[REQUIRED ACTIONS]:
A) Answer these questions about the text on primality and GCD for ℕ+, giving one answer per line:
(i) Which functions does the file say it adds to the theory of ℕ+?
(ii) What equation does PNat.gcd_mul_lcm state?
(iii) In terms of what is the primality predicate for ℕ+ defined?
B) Revise the rows from the line containing "the storefront entrance." through the end of the rows, inclusive, replacing "storefront entrance" with "shop door" and leaving everything else the same. Give only those lines.
___ SELECTED EXCERPT ___
Primality and GCD on pnat

This file extends the theory of ℕ+ with gcd, lcm and Prime functions, analogous to those on Nat.

def Nat.Primes.toPNat : Primes → ℕ+

The canonical map from Nat.Primes to ℕ+

Equations

• ↑p = ⟨↑p, ⋯⟩

instance Nat.Primes.coePNat : Coe Primes ℕ+

Equations

• Nat.Primes.coePNat = { coe := Nat.Primes.toPNat }

theorem Nat.Primes.coe_pnat_nat (p : Primes) : ↑↑p = ↑p

theorem Nat.Primes.coe_pnat_injective : Function.Injective toPNat

theorem Nat.Primes.coe_pnat_inj (p q : Primes) : ↑p = ↑q ↔ p = q

def PNat.gcd (n m : ℕ+) : ℕ+

The greatest common divisor (gcd) of two positive natural numbers, viewed as positive natural number.

Equations

• n.gcd m = ⟨(↑n).gcd ↑m, ⋯⟩

def PNat.lcm (n m : ℕ+) : ℕ+

The least common multiple (lcm) of two positive natural numbers, viewed as positive natural number.

Equations

• n.lcm m = ⟨(↑n).lcm ↑m, ⋯⟩

@[simp]

theorem PNat.gcd_coe (n m : ℕ+) : ↑(n.gcd m) = (↑n).gcd ↑m

@[simp]

theorem PNat.lcm_coe (n m : ℕ+) : ↑(n.lcm m) = (↑n).lcm ↑m

theorem PNat.gcd_dvd_left (n m : ℕ+) : n.gcd m ∣ n

theorem PNat.gcd_dvd_right (n m : ℕ+) : n.gcd m ∣ m

theorem PNat.dvd_gcd {m n k : ℕ+} (hm : k ∣ m) (hn : k ∣ n) : k ∣ m.gcd n

theorem PNat.dvd_lcm_left (n m : ℕ+) : n ∣ n.lcm m

theorem PNat.dvd_lcm_right (n m : ℕ+) : m ∣ n.lcm m

theorem PNat.lcm_dvd {m n k : ℕ+} (hm : m ∣ k) (hn : n ∣ k) : m.lcm n ∣ k

theorem PNat.gcd_mul_lcm (n m : ℕ+) : n.gcd m * n.lcm m = n * m

theorem PNat.eq_one_of_lt_two {n : ℕ+} : n < 2 → n = 1

Prime numbers

def PNat.Prime (p : ℕ+) : Prop

Primality predicate for ℕ+, defined in terms of Nat.Prime.
___ EXERCISE MATERIALS ___
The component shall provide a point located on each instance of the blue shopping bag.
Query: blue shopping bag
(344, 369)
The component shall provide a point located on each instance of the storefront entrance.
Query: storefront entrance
___
[WRITTEN RESPONSES]:
A)
(i) gcd, lcm and Prime functions, analogous to those on Nat
(ii) n.gcd m * n.lcm m = n * m
(iii) Nat.Prime

B)
The component shall provide a point located on each instance of the shop door.
Query: shop door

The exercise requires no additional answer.